>> begin

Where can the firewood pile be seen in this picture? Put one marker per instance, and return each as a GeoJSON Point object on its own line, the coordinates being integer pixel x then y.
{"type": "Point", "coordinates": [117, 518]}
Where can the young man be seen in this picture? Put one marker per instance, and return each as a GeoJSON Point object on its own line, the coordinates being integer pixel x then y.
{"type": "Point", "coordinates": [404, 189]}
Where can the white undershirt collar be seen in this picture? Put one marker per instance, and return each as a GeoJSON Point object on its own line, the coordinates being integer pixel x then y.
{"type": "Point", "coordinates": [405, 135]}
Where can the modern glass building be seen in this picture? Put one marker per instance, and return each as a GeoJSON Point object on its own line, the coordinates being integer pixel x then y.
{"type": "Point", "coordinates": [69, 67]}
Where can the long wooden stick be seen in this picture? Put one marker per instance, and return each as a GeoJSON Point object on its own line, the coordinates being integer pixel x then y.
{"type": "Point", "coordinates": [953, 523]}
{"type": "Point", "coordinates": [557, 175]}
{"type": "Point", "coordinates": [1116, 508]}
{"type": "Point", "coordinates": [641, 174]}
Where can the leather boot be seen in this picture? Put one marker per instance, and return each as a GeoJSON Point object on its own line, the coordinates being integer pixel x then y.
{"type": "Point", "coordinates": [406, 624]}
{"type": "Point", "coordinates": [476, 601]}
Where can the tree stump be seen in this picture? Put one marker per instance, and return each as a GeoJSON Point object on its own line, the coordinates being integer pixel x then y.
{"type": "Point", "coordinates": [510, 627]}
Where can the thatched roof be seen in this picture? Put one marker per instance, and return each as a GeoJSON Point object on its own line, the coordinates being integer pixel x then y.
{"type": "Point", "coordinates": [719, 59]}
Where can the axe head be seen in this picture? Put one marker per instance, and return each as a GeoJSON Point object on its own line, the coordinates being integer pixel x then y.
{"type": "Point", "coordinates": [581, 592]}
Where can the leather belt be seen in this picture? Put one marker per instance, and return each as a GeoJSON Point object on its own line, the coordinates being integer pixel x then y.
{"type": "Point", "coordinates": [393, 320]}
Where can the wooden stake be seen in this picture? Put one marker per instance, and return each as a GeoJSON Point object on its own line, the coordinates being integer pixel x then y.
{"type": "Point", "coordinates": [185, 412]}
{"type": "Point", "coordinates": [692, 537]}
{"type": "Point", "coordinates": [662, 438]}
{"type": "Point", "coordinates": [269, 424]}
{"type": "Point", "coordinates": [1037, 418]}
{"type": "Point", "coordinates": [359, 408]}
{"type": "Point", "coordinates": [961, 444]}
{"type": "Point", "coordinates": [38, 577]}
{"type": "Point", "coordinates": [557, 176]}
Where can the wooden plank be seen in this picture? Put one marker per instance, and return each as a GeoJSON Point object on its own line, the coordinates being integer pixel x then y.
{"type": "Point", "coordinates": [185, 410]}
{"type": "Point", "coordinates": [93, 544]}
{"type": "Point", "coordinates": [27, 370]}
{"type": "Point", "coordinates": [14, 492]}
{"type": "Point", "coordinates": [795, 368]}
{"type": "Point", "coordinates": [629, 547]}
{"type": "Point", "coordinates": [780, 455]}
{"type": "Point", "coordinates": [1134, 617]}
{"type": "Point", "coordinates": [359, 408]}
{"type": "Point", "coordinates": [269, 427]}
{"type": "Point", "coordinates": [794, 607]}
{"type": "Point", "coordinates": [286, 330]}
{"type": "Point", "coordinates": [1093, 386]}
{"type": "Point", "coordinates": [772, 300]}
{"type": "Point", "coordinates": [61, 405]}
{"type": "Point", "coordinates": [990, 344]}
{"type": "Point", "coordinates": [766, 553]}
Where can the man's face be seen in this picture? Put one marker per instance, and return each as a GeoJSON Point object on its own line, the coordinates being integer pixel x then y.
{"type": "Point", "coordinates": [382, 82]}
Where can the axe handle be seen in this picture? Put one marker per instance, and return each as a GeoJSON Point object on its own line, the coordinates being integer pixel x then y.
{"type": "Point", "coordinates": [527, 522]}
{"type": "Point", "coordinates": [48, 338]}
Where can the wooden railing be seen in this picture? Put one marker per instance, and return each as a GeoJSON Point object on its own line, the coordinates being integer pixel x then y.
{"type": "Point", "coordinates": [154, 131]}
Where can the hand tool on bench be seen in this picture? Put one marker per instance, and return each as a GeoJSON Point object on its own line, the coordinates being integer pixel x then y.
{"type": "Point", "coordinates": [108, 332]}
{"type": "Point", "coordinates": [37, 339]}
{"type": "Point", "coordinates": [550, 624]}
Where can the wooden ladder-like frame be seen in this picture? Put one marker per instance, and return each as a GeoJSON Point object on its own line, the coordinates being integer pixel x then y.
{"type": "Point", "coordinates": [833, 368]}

>> end

** Brief **
Reproduce the records in full, exactly as written.

** Answer below **
Where can the firewood pile be seen in this picture? Put one marker per instance, and return each as a GeoJSON Point object on its own line, the coordinates being integer pixel x then y.
{"type": "Point", "coordinates": [117, 518]}
Where can the young man be seen in this picture? Put one marker per instance, and return each as a GeoJSON Point object on its own line, the coordinates being integer pixel x then y.
{"type": "Point", "coordinates": [404, 189]}
Where can the white undershirt collar be seen in this picture? Put one marker per instance, and return each as a GeoJSON Point object on its own line, the coordinates being integer pixel x then y.
{"type": "Point", "coordinates": [405, 135]}
Where can the modern glass building be seen in this picture? Put one marker per instance, and return each as a GeoJSON Point object on its own line, the coordinates being integer pixel x then y.
{"type": "Point", "coordinates": [69, 67]}
Where can the long wooden stick be seen in this picture? Put one marker per instance, and return each as a GeoJSON Point object on its own line, the coordinates being integer pixel x then y.
{"type": "Point", "coordinates": [953, 523]}
{"type": "Point", "coordinates": [557, 175]}
{"type": "Point", "coordinates": [1116, 508]}
{"type": "Point", "coordinates": [641, 174]}
Where can the leather boot be seen in this picture? Put one marker per instance, and return each as a GeoJSON Point object on its own line, the coordinates being integer pixel x then y.
{"type": "Point", "coordinates": [406, 624]}
{"type": "Point", "coordinates": [476, 601]}
Where can the tree stump be seen in this picture? Put one marker per instance, and return each as a GeoJSON Point object on its own line, the coordinates being integer pixel x then y.
{"type": "Point", "coordinates": [510, 627]}
Where can the thatched roof be seen in this picture? Put one marker per instance, and return each as a GeoJSON Point object on its own line, the coordinates being integer pixel x then y.
{"type": "Point", "coordinates": [719, 59]}
Where can the axe head be seen in this picture? Put one marker per instance, and return each as a GeoJSON Point object on its own line, the coordinates being integer pixel x then y.
{"type": "Point", "coordinates": [581, 592]}
Where can the leather belt be seen in this picture? Put one marker per instance, and return each as a GeoJSON Point object on its own line, the coordinates being integer pixel x then y.
{"type": "Point", "coordinates": [393, 320]}
Where can the wooden stake be seen in this picture? Put one marker per instance, and return each as a GeoJSON Point object on its own line, the coordinates being integer pixel x then y.
{"type": "Point", "coordinates": [185, 412]}
{"type": "Point", "coordinates": [692, 537]}
{"type": "Point", "coordinates": [662, 438]}
{"type": "Point", "coordinates": [269, 424]}
{"type": "Point", "coordinates": [1037, 418]}
{"type": "Point", "coordinates": [359, 408]}
{"type": "Point", "coordinates": [961, 444]}
{"type": "Point", "coordinates": [38, 577]}
{"type": "Point", "coordinates": [557, 176]}
Where can the wooden plank be seen in this picture? Put one marker per instance, and return each as a GeoJSON Point object on its own line, the coordinates being integer pixel x then y.
{"type": "Point", "coordinates": [185, 410]}
{"type": "Point", "coordinates": [93, 544]}
{"type": "Point", "coordinates": [27, 370]}
{"type": "Point", "coordinates": [14, 492]}
{"type": "Point", "coordinates": [795, 368]}
{"type": "Point", "coordinates": [629, 547]}
{"type": "Point", "coordinates": [780, 455]}
{"type": "Point", "coordinates": [1134, 617]}
{"type": "Point", "coordinates": [359, 408]}
{"type": "Point", "coordinates": [269, 427]}
{"type": "Point", "coordinates": [794, 607]}
{"type": "Point", "coordinates": [286, 330]}
{"type": "Point", "coordinates": [1093, 386]}
{"type": "Point", "coordinates": [772, 300]}
{"type": "Point", "coordinates": [61, 405]}
{"type": "Point", "coordinates": [990, 344]}
{"type": "Point", "coordinates": [766, 553]}
Where can the man's face be seen in this picture? Put one marker per instance, and return each as a GeoJSON Point object on its own line, the coordinates being integer pixel x then y.
{"type": "Point", "coordinates": [382, 82]}
Where can the axe handle be seen in this picture? Put one marker per instance, and return each as a GeoJSON Point object on its own line, the coordinates being integer pixel x then y.
{"type": "Point", "coordinates": [527, 522]}
{"type": "Point", "coordinates": [48, 338]}
Where can the wooden railing be seen in this picture? Put one marker per instance, and return each as a GeoJSON Point object on its own line, the coordinates being integer pixel x then y.
{"type": "Point", "coordinates": [154, 131]}
Where can the hand tool on bench be seen in this picture? Put one marker per instance, and return each as a GeoJSON Point object on its own line, the coordinates being integer pixel x then y.
{"type": "Point", "coordinates": [108, 332]}
{"type": "Point", "coordinates": [37, 339]}
{"type": "Point", "coordinates": [550, 624]}
Where can the wooden ladder-like frame be seen in this picture? Put one marker per instance, and return each as a GeoJSON Point object on its own line, the coordinates being integer pixel x then y.
{"type": "Point", "coordinates": [833, 368]}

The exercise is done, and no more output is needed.